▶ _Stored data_
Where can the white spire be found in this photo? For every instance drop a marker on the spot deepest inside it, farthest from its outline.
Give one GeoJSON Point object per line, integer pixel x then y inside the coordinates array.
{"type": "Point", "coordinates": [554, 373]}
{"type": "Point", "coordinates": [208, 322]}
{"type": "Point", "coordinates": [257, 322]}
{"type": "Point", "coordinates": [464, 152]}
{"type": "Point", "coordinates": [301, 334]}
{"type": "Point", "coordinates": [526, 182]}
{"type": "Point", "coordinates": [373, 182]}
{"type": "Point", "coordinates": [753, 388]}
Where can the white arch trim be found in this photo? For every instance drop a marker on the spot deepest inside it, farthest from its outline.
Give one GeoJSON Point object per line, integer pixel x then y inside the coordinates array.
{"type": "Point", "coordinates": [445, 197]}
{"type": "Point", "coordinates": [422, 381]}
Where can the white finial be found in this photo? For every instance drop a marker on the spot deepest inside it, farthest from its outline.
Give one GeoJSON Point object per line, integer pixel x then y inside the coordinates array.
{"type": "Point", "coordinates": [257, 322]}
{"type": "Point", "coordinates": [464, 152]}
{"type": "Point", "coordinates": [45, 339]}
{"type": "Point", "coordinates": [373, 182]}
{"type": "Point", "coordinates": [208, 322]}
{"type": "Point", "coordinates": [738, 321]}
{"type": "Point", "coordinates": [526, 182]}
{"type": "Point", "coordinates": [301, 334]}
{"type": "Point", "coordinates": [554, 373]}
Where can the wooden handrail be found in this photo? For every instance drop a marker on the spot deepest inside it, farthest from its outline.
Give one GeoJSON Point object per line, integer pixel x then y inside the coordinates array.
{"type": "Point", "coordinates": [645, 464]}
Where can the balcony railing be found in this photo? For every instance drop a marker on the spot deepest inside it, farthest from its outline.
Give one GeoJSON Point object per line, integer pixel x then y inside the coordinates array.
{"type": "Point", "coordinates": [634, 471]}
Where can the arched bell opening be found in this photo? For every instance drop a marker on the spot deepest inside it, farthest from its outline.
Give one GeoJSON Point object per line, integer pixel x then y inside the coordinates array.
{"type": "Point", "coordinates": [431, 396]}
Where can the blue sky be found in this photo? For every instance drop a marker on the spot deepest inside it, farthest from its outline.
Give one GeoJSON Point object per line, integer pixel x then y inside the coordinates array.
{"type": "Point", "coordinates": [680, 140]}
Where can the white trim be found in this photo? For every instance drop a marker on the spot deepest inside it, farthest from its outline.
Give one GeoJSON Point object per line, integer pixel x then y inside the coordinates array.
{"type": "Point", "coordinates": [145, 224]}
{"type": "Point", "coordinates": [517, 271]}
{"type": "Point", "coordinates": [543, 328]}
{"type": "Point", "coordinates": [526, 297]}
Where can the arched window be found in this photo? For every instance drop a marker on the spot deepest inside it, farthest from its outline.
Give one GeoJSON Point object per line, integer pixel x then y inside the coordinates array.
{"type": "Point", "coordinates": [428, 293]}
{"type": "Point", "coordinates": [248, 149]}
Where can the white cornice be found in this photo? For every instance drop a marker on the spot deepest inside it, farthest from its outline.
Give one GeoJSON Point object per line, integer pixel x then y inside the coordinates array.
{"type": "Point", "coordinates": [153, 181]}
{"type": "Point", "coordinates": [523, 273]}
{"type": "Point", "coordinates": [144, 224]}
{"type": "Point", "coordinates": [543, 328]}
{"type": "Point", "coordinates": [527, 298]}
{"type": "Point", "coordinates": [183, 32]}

▶ _Exercise directions_
List the lines of the records where "arched" occurs.

▶ _Expected answer_
Where can the arched bell opening be found in this photo? For every instance drop a marker on the spot deepest inside it, farthest from its outline.
Where can the arched window be found in this photo? For every instance drop a marker on the spot deepest inside it, farthest from its outline.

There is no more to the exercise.